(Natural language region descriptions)
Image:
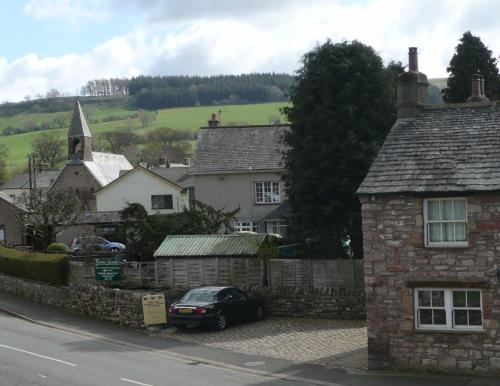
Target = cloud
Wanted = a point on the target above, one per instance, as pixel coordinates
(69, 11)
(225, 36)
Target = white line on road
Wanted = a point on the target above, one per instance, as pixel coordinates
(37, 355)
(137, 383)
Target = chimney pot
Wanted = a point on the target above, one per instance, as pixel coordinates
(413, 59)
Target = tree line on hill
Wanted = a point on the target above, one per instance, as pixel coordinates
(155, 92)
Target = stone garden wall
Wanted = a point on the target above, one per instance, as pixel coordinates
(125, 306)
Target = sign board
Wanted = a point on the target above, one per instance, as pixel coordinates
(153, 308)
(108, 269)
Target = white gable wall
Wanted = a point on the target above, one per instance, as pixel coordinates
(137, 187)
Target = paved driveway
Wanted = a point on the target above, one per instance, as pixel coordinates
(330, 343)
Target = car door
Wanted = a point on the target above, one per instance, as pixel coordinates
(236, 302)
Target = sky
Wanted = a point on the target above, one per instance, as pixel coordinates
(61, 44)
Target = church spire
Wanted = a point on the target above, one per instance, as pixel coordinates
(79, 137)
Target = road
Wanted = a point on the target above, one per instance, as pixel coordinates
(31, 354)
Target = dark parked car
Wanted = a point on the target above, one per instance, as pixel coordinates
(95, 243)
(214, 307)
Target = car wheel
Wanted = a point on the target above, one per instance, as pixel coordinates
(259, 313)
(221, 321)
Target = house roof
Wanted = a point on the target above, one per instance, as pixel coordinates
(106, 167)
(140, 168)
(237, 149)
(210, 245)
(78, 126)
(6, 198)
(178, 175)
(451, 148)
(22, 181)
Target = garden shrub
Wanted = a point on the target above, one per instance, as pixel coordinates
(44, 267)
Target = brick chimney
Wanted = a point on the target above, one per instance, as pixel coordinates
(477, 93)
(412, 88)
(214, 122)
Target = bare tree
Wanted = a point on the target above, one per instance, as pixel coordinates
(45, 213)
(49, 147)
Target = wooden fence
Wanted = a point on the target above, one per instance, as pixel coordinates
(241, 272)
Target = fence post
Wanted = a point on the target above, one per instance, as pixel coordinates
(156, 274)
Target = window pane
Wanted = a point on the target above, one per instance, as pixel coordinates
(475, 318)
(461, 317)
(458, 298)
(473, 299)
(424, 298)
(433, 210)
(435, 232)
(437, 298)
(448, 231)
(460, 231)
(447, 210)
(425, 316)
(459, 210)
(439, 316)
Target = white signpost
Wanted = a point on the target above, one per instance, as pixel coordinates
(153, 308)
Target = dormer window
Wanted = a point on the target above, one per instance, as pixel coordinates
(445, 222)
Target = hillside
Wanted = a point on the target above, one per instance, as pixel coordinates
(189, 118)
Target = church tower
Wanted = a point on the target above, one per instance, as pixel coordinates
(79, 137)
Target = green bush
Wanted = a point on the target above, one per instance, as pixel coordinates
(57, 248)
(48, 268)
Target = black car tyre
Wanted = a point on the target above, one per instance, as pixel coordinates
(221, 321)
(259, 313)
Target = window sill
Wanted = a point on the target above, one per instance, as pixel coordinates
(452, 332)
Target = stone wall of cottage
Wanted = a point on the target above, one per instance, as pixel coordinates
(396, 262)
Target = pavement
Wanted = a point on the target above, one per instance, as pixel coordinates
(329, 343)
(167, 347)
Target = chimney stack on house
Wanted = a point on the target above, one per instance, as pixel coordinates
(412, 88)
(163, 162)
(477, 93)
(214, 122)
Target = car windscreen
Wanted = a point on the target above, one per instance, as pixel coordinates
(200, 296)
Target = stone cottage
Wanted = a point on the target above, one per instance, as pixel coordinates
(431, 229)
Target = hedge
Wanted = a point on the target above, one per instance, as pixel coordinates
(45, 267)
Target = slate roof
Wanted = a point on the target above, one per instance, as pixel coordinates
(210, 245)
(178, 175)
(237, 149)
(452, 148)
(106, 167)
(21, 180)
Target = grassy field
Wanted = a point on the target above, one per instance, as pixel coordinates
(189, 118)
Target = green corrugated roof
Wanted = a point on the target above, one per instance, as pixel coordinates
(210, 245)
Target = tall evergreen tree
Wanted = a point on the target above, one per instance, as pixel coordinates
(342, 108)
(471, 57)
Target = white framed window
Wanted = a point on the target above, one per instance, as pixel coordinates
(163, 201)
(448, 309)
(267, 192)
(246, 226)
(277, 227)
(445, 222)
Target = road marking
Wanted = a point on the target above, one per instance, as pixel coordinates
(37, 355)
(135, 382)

**BRIEF**
If a line of the data above contains "wall", copy it out.

**RESPONSE AREA**
Target = stone garden wall
Target = white gable wall
Target = stone wall of cottage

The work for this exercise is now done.